**GIVEN INSTRUCTION**
Reproduce verbatim the lines of the entries below, starting at the line that contains "For the benchmark, mark every instance of the white" and continuing through the last line of the entries, with both of those lines included.

Start of DATA SHOWN

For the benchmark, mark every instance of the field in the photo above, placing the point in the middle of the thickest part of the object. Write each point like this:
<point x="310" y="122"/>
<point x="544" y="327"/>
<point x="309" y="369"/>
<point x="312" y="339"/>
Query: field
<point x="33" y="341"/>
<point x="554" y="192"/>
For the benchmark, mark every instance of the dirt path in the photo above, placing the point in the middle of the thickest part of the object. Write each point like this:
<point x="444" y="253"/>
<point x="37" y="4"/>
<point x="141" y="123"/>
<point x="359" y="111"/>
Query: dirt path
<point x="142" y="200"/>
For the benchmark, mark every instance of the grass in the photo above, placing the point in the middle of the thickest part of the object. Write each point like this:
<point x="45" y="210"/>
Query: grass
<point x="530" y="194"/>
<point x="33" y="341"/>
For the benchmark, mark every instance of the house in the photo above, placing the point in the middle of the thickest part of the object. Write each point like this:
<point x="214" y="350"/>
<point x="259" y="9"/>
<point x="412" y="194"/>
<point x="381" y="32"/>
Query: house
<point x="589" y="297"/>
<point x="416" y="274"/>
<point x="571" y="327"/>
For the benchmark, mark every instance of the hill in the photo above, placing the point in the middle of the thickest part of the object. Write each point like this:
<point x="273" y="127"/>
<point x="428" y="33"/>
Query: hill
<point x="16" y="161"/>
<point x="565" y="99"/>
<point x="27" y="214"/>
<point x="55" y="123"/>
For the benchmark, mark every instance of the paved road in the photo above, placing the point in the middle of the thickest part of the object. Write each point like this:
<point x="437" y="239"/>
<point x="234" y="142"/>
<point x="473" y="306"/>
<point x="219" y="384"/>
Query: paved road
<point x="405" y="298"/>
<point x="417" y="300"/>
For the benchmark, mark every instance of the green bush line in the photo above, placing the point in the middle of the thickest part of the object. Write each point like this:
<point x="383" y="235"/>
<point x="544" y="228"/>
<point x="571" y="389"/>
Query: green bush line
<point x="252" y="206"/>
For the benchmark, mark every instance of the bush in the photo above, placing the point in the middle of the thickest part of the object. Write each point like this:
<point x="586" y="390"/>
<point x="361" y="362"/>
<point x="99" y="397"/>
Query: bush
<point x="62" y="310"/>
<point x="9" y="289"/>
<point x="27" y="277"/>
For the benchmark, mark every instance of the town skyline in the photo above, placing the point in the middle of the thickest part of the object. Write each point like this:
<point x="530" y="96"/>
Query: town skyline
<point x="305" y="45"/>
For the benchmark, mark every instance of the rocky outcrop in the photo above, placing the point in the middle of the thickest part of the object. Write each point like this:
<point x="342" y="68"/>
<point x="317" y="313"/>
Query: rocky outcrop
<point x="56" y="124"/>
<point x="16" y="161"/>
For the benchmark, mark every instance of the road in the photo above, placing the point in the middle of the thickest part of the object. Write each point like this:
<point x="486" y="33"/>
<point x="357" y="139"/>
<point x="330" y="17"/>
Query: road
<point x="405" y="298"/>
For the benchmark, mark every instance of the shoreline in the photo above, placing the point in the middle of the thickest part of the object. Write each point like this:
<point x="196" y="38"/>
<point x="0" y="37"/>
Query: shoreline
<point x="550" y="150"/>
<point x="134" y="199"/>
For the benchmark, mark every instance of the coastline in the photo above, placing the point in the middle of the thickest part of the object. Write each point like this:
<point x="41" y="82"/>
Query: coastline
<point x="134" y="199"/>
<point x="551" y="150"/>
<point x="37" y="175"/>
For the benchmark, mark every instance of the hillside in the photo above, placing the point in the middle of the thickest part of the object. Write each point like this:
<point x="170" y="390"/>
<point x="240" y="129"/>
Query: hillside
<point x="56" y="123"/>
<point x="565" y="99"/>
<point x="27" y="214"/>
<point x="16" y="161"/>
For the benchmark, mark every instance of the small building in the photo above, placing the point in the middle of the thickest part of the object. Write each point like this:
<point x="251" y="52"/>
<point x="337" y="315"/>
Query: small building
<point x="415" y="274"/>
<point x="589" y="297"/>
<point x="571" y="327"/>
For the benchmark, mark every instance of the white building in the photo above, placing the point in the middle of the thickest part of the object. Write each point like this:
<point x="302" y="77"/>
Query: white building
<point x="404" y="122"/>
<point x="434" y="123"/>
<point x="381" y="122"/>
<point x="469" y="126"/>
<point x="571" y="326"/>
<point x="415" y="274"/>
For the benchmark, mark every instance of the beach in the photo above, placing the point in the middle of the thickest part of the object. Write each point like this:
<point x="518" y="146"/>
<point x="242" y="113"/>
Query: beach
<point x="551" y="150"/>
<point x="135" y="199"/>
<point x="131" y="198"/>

End of DATA SHOWN

**COMPLETE ANSWER**
For the benchmark, mark every instance of the white building in the photo above, placing the point in the middle of the thickest part of the object. Write each point like this:
<point x="302" y="77"/>
Query: white building
<point x="404" y="122"/>
<point x="434" y="123"/>
<point x="381" y="122"/>
<point x="469" y="126"/>
<point x="571" y="326"/>
<point x="415" y="274"/>
For the benchmark, mark every instance of the beach in the photo above, placing the point in the middle of the thickest part of the object. Write each point like this:
<point x="518" y="146"/>
<point x="242" y="113"/>
Query: beach
<point x="551" y="150"/>
<point x="135" y="199"/>
<point x="131" y="198"/>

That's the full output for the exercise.